== Set of tasks ==
1. List every passage in the Narcan text below that appears inside double quotation marks.
2. Continue the Narcan text below, picking up right after its final sentence.
== Provided passage ==
While the reversal drug acts quickly to revive an overdose victim, there are no medical dangers, apart from the rare instance of an allergic reaction, of administering Narcan on a person not actually experiencing an opioid overdose.

This fact is one that Mr. Hollingshead found to be “really empowering,” for staff members learning to administer the kits. “We want people to feel comfortable using them,” he said. “[Ms. Knutsen] showed us the growth in the risk factors but then essentially said, ‘Look, if you’re in doubt, use it, because there’s no harm.’”

Administering or needing emergency use of the kits is also protected by Oregon’s Good Samaritan Law, which means that anyone who is given Narcan, as well as those who administer it to that person, are immune from facing criminal drug-related charges as a result of receiving the emergency medication for a suspected overdose.

Alongside introducing the kits on campus, posters detailing the dangers of non-prescription drug use can be found around the school building in places visible to students — an effort that Mr. Hollingshead said he made a priority to carry out because “we want more awareness,” he said.
===
== Records supplied ==
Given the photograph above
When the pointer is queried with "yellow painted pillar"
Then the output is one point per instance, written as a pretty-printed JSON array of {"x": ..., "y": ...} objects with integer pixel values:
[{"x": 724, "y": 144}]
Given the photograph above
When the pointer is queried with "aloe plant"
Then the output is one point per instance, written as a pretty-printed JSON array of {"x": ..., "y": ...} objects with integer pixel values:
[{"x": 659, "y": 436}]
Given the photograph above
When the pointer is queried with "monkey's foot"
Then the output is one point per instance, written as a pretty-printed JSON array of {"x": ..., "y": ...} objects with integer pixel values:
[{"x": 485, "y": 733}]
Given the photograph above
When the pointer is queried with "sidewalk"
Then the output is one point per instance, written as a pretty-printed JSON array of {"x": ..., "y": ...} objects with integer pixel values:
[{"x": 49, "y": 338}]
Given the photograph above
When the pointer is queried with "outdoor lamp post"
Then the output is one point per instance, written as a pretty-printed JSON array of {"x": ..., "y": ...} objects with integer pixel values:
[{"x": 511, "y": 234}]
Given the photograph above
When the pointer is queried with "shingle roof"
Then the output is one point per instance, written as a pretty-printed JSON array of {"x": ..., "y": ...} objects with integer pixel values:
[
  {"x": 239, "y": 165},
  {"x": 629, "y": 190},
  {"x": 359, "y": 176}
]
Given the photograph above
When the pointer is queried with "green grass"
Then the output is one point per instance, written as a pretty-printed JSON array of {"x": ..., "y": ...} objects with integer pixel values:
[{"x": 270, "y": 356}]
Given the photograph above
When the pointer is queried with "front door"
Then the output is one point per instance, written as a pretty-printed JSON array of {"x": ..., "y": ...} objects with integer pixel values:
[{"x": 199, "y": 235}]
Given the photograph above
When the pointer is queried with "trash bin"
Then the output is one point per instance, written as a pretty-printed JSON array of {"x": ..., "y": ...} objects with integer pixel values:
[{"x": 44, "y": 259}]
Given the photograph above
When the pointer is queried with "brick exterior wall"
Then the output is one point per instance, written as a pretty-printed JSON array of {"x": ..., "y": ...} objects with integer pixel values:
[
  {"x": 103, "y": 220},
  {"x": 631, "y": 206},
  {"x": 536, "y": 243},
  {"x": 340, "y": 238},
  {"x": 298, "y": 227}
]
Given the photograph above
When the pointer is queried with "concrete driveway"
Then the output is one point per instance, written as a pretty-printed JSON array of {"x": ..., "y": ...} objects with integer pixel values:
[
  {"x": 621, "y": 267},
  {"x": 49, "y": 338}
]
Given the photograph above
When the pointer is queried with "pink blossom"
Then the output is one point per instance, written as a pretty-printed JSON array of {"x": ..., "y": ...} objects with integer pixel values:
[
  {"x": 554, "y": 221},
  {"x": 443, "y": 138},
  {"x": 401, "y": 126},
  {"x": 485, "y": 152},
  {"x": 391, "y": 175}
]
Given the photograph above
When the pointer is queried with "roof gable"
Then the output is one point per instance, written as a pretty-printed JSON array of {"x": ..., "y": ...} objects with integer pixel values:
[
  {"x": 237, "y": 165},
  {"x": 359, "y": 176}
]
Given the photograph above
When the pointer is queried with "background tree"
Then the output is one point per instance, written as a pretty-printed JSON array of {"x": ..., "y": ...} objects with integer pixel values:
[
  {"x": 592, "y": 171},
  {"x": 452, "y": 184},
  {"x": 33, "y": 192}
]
===
== Expected outputs ==
1.
"really empowering"
"We want people to feel comfortable using them"
"[Ms. Knutsen] showed us the growth in the risk factors but then essentially said, 'Look, if you're in doubt, use it, because there's no harm.'"
"we want more awareness"

2.
Ashley Hawkins

In terms of pre-existing education surrounding opioids, La Salle’s Health teachers added a unit on opioids and their addictiveness into the Health 1 and 2 curricula a few years back, “since fentanyl took the stage [in the U.S.] about a year and a half, two years ago,” Health teacher Mr. Chris Sulages said.

With this, Mr. Sulages, alongside fellow Health teacher Ms. Debbie Schuester, met with Mr. Hollingshead to discuss bringing the Narcan kits to campus this year and are “really big proponents for doing this,” Mr. Hollingshead said.

For Mr. Sulages, having the kits now on campus as a precautionary measure has given him a feeling of security and safety knowing that, in the case of an overdose emergency, they would be accessible like any other first aid supply on campus.

“I think it’s a good thing, for sure, and it’s a simple thing,” Mr. Sulages said.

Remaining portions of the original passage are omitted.